Stored data
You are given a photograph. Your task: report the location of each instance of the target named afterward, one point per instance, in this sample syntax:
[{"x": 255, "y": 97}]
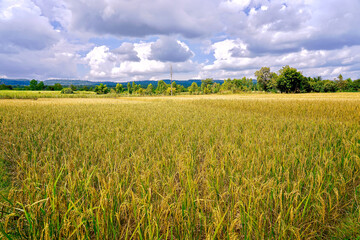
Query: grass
[{"x": 266, "y": 166}]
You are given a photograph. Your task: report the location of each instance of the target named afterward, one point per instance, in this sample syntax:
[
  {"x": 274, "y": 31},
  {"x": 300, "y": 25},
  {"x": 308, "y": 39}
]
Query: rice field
[{"x": 248, "y": 166}]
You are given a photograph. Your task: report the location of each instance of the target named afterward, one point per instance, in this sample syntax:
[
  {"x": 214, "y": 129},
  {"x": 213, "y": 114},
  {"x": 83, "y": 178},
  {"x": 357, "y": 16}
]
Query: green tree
[
  {"x": 67, "y": 91},
  {"x": 40, "y": 86},
  {"x": 57, "y": 87},
  {"x": 150, "y": 89},
  {"x": 129, "y": 88},
  {"x": 101, "y": 89},
  {"x": 73, "y": 87},
  {"x": 193, "y": 88},
  {"x": 207, "y": 83},
  {"x": 290, "y": 80},
  {"x": 119, "y": 88},
  {"x": 33, "y": 84},
  {"x": 161, "y": 87},
  {"x": 264, "y": 76}
]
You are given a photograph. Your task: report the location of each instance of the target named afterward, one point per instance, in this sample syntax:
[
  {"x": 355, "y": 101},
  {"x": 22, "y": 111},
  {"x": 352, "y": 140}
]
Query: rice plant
[{"x": 251, "y": 166}]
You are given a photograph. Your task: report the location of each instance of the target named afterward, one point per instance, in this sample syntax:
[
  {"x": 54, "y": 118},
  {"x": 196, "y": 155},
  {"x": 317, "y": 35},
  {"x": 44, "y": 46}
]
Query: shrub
[{"x": 67, "y": 91}]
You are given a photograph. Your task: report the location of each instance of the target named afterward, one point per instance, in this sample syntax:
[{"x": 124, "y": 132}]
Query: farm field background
[{"x": 248, "y": 166}]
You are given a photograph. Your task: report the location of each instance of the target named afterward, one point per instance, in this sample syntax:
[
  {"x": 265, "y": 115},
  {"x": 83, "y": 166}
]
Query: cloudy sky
[{"x": 122, "y": 40}]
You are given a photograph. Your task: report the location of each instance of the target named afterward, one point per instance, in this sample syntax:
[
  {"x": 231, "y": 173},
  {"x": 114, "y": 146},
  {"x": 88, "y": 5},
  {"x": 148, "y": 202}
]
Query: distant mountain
[
  {"x": 15, "y": 82},
  {"x": 65, "y": 82}
]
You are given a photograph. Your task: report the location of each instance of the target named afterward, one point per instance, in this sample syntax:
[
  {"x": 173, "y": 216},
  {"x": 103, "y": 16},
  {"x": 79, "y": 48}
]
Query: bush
[{"x": 67, "y": 91}]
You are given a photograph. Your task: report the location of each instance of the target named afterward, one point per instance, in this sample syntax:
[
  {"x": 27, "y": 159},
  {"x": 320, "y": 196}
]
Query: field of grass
[{"x": 267, "y": 166}]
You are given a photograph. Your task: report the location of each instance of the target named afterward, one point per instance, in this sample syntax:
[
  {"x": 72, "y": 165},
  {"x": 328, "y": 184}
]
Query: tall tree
[
  {"x": 33, "y": 84},
  {"x": 161, "y": 87},
  {"x": 290, "y": 80},
  {"x": 264, "y": 76},
  {"x": 119, "y": 88}
]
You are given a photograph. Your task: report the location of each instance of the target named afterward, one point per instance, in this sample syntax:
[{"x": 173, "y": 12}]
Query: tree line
[{"x": 286, "y": 80}]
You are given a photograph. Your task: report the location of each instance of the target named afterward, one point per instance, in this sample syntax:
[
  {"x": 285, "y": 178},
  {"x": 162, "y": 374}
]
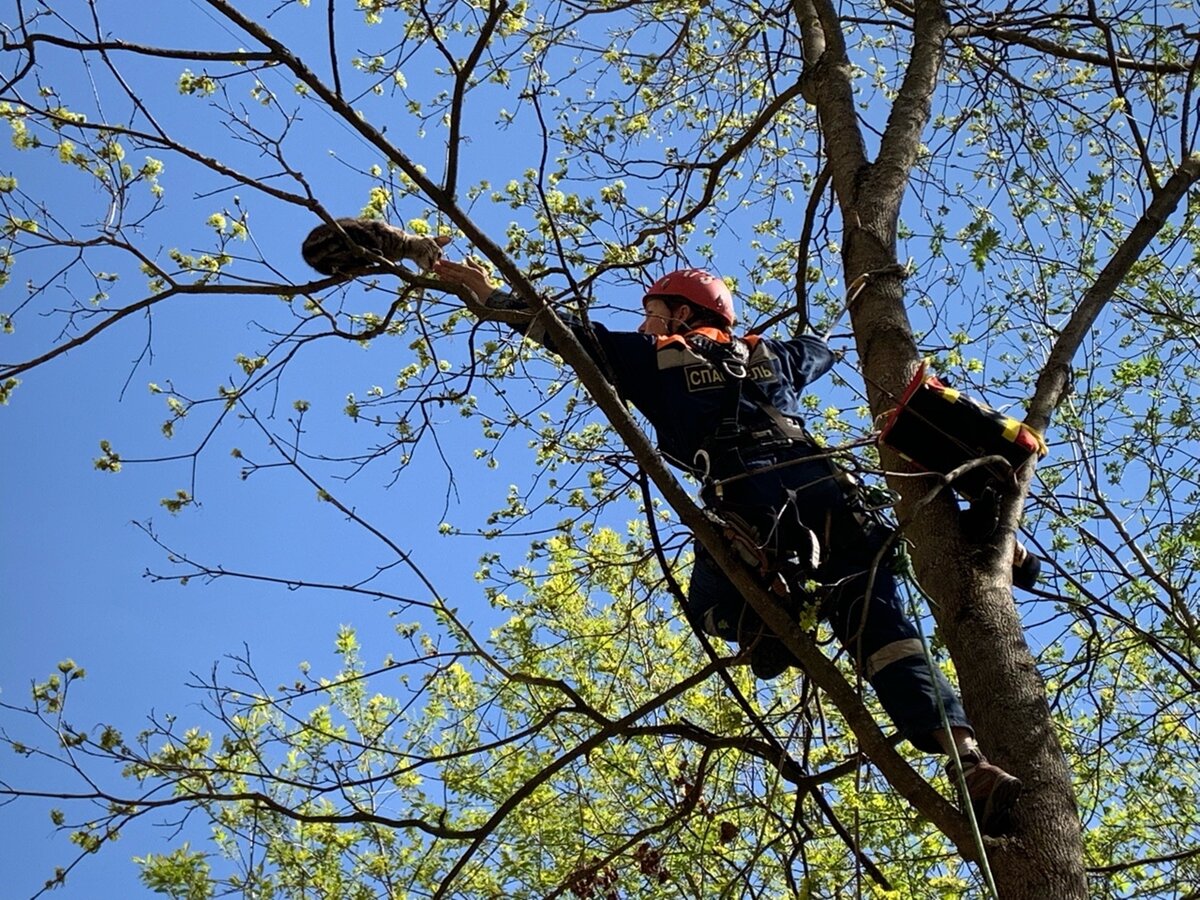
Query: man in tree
[{"x": 727, "y": 411}]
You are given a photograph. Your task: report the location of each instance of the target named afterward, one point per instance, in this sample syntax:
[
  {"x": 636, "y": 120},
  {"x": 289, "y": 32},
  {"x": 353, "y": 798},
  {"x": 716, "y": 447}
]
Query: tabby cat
[{"x": 330, "y": 253}]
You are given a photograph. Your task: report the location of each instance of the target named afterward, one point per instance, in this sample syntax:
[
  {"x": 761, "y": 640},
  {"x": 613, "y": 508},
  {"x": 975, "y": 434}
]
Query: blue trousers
[{"x": 787, "y": 497}]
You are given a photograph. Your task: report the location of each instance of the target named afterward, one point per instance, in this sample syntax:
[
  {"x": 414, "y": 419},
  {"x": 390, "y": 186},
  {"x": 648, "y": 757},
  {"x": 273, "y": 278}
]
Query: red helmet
[{"x": 697, "y": 287}]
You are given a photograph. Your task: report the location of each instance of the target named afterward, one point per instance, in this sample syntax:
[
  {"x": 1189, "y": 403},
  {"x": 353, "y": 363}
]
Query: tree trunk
[{"x": 1002, "y": 690}]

● **Task prompt**
An exact reprint of the records above is required, with all pictures left out.

● **Task output**
You are given a photograph. Your task: report the location of each instance of the target named afterward, one point per instance, in this sample syntax:
[{"x": 255, "y": 97}]
Query: grass
[{"x": 266, "y": 166}]
You are given a photograph. Your task: report the location of each instance of the target named afterward, one point per instance, in this sample syntax:
[
  {"x": 274, "y": 31},
  {"x": 300, "y": 25},
  {"x": 308, "y": 39}
]
Query: rice field
[{"x": 248, "y": 166}]
You are given a photograph. Your task: report the location of each instance of the target named afterward, one point per instance, in this sample syntax:
[
  {"x": 214, "y": 129},
  {"x": 213, "y": 114},
  {"x": 83, "y": 178},
  {"x": 357, "y": 16}
]
Query: green tree
[
  {"x": 67, "y": 91},
  {"x": 40, "y": 86},
  {"x": 57, "y": 87},
  {"x": 150, "y": 89},
  {"x": 129, "y": 88},
  {"x": 101, "y": 89},
  {"x": 73, "y": 87},
  {"x": 193, "y": 88},
  {"x": 207, "y": 83},
  {"x": 290, "y": 80},
  {"x": 119, "y": 88},
  {"x": 33, "y": 84},
  {"x": 161, "y": 87},
  {"x": 264, "y": 76}
]
You are given a photograph. Your task: report the location of each instance of the target named afterward, one point per instance, in this sample syntax:
[
  {"x": 355, "y": 101},
  {"x": 22, "y": 111},
  {"x": 352, "y": 140}
]
Query: rice plant
[{"x": 251, "y": 166}]
You are given a photograph. Your task: report the location of each instance of the target named afterward, one point per instance, in this sample syntax:
[
  {"x": 54, "y": 118},
  {"x": 196, "y": 155},
  {"x": 317, "y": 35},
  {"x": 44, "y": 46}
]
Query: shrub
[{"x": 67, "y": 91}]
You are given a photograph. Your task: report the location of each instance of the target named afterward, one point per instance, in this sample syntax:
[{"x": 124, "y": 132}]
Query: farm field background
[{"x": 248, "y": 166}]
You are given a photograph. Your task: report the location of each instance of the target named afterward, one point per instance, in this sample syntax:
[
  {"x": 265, "y": 115},
  {"x": 83, "y": 166}
]
Query: cloudy sky
[{"x": 122, "y": 40}]
You are given a photograph. Your task: report the location of each instance of the target named afterward, one point per instance, in this sample syntax:
[
  {"x": 231, "y": 173},
  {"x": 114, "y": 146},
  {"x": 88, "y": 5},
  {"x": 148, "y": 202}
]
Query: distant mountain
[
  {"x": 15, "y": 82},
  {"x": 65, "y": 82}
]
You are given a photograph. Your task: report the location of each instance of the target named afterward, one point per instance, in this sample syntax:
[
  {"x": 173, "y": 216},
  {"x": 103, "y": 16},
  {"x": 79, "y": 48}
]
Query: bush
[{"x": 67, "y": 91}]
You are given a photograph. Your task: report the location of each instance of the target named afterward, one point per instance, in this sample syntax:
[
  {"x": 27, "y": 159},
  {"x": 320, "y": 196}
]
Query: field of grass
[{"x": 267, "y": 166}]
You are given a photograph. Your task: report the location of each instance of the target named afterward, one point per instance, in this sample syntax:
[
  {"x": 72, "y": 165},
  {"x": 328, "y": 184}
]
Query: tall tree
[
  {"x": 33, "y": 84},
  {"x": 161, "y": 87},
  {"x": 290, "y": 80},
  {"x": 264, "y": 76},
  {"x": 119, "y": 88}
]
You are given a photograph. Your task: report the location of each instance of the target named afterward, one point per instance, in this sample syntax:
[{"x": 173, "y": 12}]
Query: tree line
[{"x": 286, "y": 80}]
You are given a photograph. Your task: report the location of each instance of the target named afterward, one point per instance, in this sample syntax:
[
  {"x": 285, "y": 178},
  {"x": 162, "y": 374}
]
Query: man in tree
[{"x": 727, "y": 411}]
You are given a photograph. Your task: report the location of each instance of the target named afterward, one point per instance, in this sample syntax:
[
  {"x": 636, "y": 120},
  {"x": 289, "y": 32},
  {"x": 353, "y": 798},
  {"x": 716, "y": 447}
]
Query: tabby cat
[{"x": 330, "y": 253}]
You are given a photograph. Your task: report the location of each instance of the target named afterward, one point per instance, in this sample syntax:
[
  {"x": 761, "y": 640},
  {"x": 613, "y": 508},
  {"x": 975, "y": 434}
]
Query: blue trousers
[{"x": 787, "y": 497}]
You are given a photograph. Your task: report the location of each instance of the target named afterward, one point per instance, in this sample syntax:
[
  {"x": 414, "y": 419},
  {"x": 390, "y": 186},
  {"x": 648, "y": 757},
  {"x": 273, "y": 278}
]
Query: red helmet
[{"x": 697, "y": 287}]
You are given a photograph. Your task: report the location of each instance of the target named afterward, one point per instance, in this sample syntax:
[
  {"x": 1189, "y": 403},
  {"x": 353, "y": 363}
]
Query: tree trunk
[{"x": 1002, "y": 690}]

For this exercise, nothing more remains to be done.